### TASK PROMPT
Answer these questions from the statistics-manipulation notebook below, one answer per line:
(a) What does "OT" mean?
(b) What was 'Standardisation followed by Normalisation' shown to be exactly equal to?
(c) Why does each manipulation method except percentage have four functions?

### EXCERPTED TEXT
§ §
# 4. Manipulates Raw Statistics into Multiple Forms #
## For Brownlow Predictor Project ##

Turns raw counts of game/player stats into
- [x] Standardised
- [x] Normalised
- [x] Rank followed by Standardisation
- [x] Percentages
- [ ] Percentages followed by Standardisation       *[since proven to be exactly same as Standardisation]*
- [x] Percentages followed by Normalisation

*In order for different statistics to be used together for predictive purposes an important step is to manipulate them into a form which they are 'equal'. There are many ways to do so, and the author wanted to use different manipulations of data to see which gave the best results in terms of prediction. Also wanted to test in general the effectiveness of each data manipulation format*

***Author: `Lang (Ron) Chen` 2021.12-2022.1**

---

*Note: As Percentages followed by Standardisation was proven to be exactly the same as Standardisation, all relevent code have bben commented out* 

**0. Import Libraries**

In [96]:
import pandas as pd
import os
import numpy as np
from sklearn.model_selection import train_test_split
import json

**1. Writing the functions for standardisation**

The reason that each method of manipulation contains 4 functions (except for percentage) is because of the existance of negative stats in which the scores should be reversed (i.e. turnovers, frees against). 

- BT means both teams - manipulates the data with respects to all players on ground
- OT means own teams - manipulates the data with respect to only teammates
- inv means inverse - the scores would be ranked in reverse (according to what is 'reverse' for that particular manipulated method)

'Normalisation followed by Standardisation' or vice versa were initially also planned to be used, before an experiment showed that the former is equal to 'Standardisation' whilst the latter is exactly equal to 'Normalisation'.

In [8]:
filelist = os.listdir(f'../data/curated/AFLCAVotes')
filelist.sort()
filelist = [file for file in filelist if file[0] != '.' ]

In [9]:
# First make dictionaries which direct the flow of control as to whether a column shoul receive manipulation and whether it should be positive or inversed direction.

# Unchanged
Orig = ['Player']

# compare
compare = ['Winloss','HomeAway', 'AFLCA_votes', 'Kicks', 'Handballs', 'Disposals', 'Marks', 'Goals', 'Behinds', 'Tackles', 'Hitouts', 'Goal Assists', 'Inside 50s', 
               'Clearances', 'Rebound 50s', 'Frees For', 'Contested Possessions', 'Uncontested Possessions', 
               'Effective Disposals', 'Contested Marks', 'Marks Inside 50', 'One Percenters', 'Bounces', 'Centre Clearances', 
               'Stoppage Clearances', 'Score Involvements', 'Metres Gained', 'Intercepts', 'Tackles Inside 50', 'Time On Ground %', 'Uncontested Marks',
               'Marks Outside 50', 'Tackles Outside 50', 'Behind Assists', 'Effective Disposals', 'Ineffective Disposals', 'Brownlow Votes', 'Clangers', 'Turnovers', 'Frees Agains']

In [12]:
for file in filelist:

    if file[2:4] not in ['20', '21', '22']:
        continue

    if file in os.listdir(f'../data/curated/Head2Head'):
        continue

    df = pd.read_csv(f'../data/curated/AFLCAVotes/{file}')
§ §
### SUPPLIED DATA
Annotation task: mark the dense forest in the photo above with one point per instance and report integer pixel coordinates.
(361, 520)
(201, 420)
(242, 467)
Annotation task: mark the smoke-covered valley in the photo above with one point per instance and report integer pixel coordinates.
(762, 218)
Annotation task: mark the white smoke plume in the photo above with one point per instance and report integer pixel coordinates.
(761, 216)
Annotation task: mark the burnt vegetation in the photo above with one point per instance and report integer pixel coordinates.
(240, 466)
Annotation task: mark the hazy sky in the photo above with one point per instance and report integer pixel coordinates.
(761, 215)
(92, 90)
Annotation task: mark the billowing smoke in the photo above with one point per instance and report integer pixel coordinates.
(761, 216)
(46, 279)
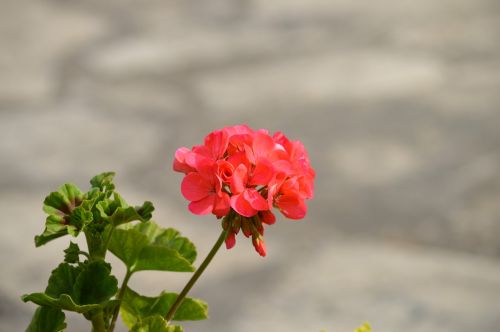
§ §
### OUTPUT
(a) "OT" means own teams, so the data is manipulated with respect to only teammates.
(b) It was shown to be exactly equal to Normalisation.
(c) Some stats are negative, such as turnovers and frees against, and their scores should be reversed.